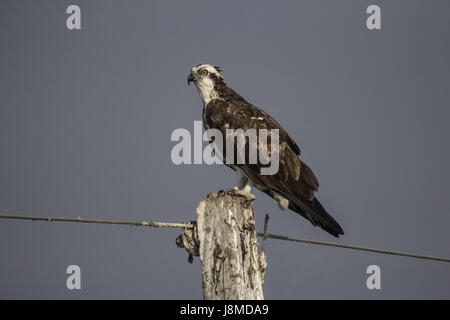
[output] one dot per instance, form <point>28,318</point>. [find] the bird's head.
<point>206,77</point>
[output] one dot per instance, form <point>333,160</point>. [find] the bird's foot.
<point>244,193</point>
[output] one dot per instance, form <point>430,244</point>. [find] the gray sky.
<point>86,118</point>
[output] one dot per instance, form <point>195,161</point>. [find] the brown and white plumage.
<point>294,185</point>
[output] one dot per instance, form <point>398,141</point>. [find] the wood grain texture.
<point>231,266</point>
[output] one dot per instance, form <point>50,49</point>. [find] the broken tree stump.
<point>225,239</point>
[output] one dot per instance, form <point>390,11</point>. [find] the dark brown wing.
<point>294,179</point>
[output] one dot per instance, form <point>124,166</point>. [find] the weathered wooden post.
<point>225,239</point>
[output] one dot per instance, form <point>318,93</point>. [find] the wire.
<point>157,224</point>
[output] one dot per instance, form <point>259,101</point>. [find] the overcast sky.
<point>86,118</point>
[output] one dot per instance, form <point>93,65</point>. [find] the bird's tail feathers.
<point>317,215</point>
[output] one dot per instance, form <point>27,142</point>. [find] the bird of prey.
<point>294,185</point>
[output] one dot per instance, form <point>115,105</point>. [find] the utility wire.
<point>157,224</point>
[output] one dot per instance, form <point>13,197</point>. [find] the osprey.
<point>294,184</point>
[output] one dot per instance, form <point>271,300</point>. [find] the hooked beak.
<point>191,78</point>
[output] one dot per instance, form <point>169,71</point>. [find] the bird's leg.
________________________________________
> [What you have to do] Copy all of the lines above word for word, leaving the picture out of your copy.

> [Task result]
[output] one dot per instance, form <point>28,318</point>. [find] the bird's head.
<point>206,77</point>
[output] one dot per instance, form <point>333,160</point>. [find] the bird's foot.
<point>244,193</point>
[output] one dot per instance, form <point>430,244</point>. [find] the gray sky.
<point>86,118</point>
[output] one dot per instance, form <point>195,161</point>. [find] the brown and white plumage.
<point>294,185</point>
[output] one dot per instance, form <point>398,141</point>. [find] the wood grain texture.
<point>231,266</point>
[output] one dot per instance, form <point>50,49</point>. [find] the broken tree stump.
<point>225,239</point>
[output] one dot per instance, form <point>390,11</point>. [find] the dark brown wing.
<point>294,179</point>
[output] one dot per instance, form <point>124,166</point>. [find] the weathered wooden post.
<point>225,239</point>
[output] one dot per instance, form <point>318,93</point>. [find] the wire.
<point>157,224</point>
[output] one dot per instance, form <point>259,101</point>. [find] the overcast sky.
<point>86,118</point>
[output] one dot per instance, form <point>93,65</point>. [find] the bird's tail feathers.
<point>317,215</point>
[output] one dot per instance, form <point>27,142</point>. [find] the bird of prey.
<point>294,185</point>
[output] one dot per instance, form <point>115,105</point>. [find] the utility wire.
<point>157,224</point>
[output] one dot per instance, form <point>13,197</point>. [find] the osprey.
<point>294,184</point>
[output] one dot per instance, form <point>271,300</point>. [find] the hooked beak.
<point>191,78</point>
[output] one dot per instance, form <point>169,71</point>. [find] the bird's leg.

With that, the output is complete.